#### TASK DESCRIPTION
Pull out every line of the material below that contains the string "rear", matching case exactly.

───── SUPPLIED ENTRIES ─────

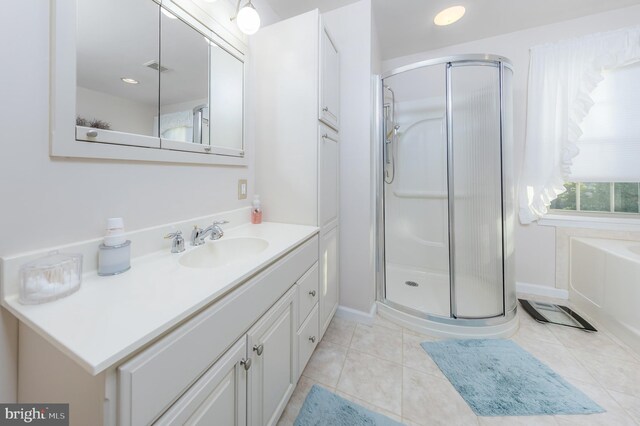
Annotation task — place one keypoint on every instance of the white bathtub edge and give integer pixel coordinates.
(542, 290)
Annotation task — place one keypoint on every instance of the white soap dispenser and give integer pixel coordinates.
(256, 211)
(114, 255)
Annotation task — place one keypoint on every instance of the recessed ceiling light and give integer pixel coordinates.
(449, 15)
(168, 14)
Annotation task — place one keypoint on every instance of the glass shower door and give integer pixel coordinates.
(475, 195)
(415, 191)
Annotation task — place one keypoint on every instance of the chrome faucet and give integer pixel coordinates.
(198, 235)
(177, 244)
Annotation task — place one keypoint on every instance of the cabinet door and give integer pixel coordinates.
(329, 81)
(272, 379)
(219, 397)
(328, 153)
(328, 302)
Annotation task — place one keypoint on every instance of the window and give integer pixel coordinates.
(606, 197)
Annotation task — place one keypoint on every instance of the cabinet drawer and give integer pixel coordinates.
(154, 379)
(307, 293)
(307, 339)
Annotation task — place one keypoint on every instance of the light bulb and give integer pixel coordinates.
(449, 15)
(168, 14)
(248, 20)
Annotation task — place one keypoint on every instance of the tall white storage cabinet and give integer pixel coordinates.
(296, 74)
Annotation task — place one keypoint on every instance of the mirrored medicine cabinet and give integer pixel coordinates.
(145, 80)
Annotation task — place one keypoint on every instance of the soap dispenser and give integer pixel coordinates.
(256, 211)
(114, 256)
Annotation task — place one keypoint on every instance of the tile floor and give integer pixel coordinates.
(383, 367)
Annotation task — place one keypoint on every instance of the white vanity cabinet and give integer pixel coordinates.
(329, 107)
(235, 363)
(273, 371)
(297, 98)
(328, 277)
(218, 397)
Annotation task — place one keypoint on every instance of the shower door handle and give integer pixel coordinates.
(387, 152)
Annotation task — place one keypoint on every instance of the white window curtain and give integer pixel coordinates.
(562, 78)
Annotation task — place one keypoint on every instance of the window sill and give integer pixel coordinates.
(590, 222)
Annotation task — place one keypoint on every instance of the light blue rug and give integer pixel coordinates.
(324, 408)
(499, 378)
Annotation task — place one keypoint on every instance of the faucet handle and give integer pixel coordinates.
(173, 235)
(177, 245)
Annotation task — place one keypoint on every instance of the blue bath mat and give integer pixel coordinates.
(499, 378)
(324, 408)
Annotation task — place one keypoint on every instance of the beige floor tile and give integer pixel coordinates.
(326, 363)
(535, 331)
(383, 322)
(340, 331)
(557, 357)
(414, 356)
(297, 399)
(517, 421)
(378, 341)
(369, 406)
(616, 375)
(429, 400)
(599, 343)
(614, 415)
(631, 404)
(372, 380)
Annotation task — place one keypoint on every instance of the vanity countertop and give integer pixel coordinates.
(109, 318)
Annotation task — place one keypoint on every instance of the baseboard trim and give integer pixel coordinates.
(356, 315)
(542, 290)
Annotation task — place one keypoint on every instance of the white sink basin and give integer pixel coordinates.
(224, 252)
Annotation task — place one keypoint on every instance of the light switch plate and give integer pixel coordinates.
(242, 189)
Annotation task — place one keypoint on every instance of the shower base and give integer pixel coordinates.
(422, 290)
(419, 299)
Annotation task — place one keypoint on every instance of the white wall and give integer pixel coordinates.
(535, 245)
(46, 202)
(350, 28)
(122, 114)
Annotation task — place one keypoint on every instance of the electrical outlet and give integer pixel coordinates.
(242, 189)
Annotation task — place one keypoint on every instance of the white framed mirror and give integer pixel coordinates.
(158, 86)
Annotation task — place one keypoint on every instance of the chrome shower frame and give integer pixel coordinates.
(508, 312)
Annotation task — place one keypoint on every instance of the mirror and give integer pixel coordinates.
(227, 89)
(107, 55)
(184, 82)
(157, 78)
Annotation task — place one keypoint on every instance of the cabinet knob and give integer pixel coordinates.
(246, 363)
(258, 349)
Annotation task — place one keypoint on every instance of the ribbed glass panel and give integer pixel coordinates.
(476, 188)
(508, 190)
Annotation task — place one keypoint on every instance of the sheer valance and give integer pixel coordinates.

─────
───── SUPPLIED ENTRIES ─────

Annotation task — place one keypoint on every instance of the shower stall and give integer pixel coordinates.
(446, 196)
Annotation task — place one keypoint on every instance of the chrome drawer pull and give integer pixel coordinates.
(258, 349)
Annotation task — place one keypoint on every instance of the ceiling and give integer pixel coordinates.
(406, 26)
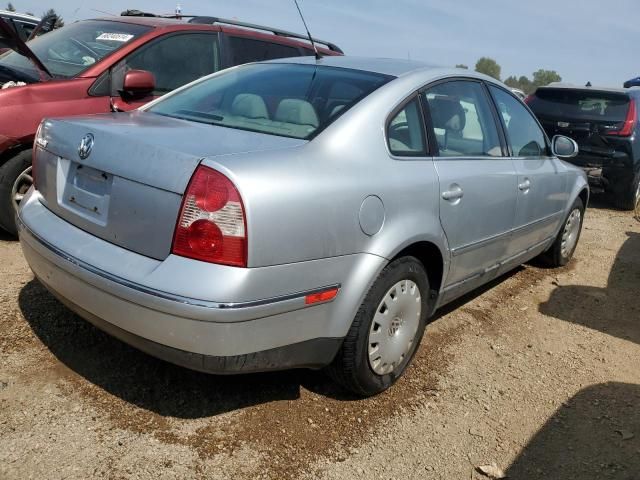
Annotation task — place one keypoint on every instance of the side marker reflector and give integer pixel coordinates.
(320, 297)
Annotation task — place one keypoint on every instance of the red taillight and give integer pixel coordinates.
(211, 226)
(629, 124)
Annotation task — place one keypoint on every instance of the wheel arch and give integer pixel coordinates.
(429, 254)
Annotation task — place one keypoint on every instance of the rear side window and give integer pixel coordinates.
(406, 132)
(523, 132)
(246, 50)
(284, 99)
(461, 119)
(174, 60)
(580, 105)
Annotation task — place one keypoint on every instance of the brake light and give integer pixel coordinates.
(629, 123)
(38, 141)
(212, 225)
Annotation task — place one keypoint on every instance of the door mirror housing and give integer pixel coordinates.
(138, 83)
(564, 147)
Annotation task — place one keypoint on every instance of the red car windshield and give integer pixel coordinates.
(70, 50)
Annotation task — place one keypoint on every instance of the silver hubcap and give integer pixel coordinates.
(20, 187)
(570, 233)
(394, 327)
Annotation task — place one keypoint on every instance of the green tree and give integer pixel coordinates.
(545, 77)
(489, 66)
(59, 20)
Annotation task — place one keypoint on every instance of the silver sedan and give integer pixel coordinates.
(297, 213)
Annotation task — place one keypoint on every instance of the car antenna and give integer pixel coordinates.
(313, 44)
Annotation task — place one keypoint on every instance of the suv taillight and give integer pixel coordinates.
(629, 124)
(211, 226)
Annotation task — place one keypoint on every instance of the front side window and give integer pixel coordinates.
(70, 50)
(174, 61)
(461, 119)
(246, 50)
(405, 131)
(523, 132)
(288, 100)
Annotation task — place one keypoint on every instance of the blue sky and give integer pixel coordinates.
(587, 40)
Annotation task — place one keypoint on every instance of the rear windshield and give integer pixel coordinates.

─────

#### THE RESPONSE
Annotation task — place one keypoint on every instance of the rear side window and give integer pixel coordinates.
Annotation task — place one keypoint on every instance of the rear windshield and give integer pixel coordinates.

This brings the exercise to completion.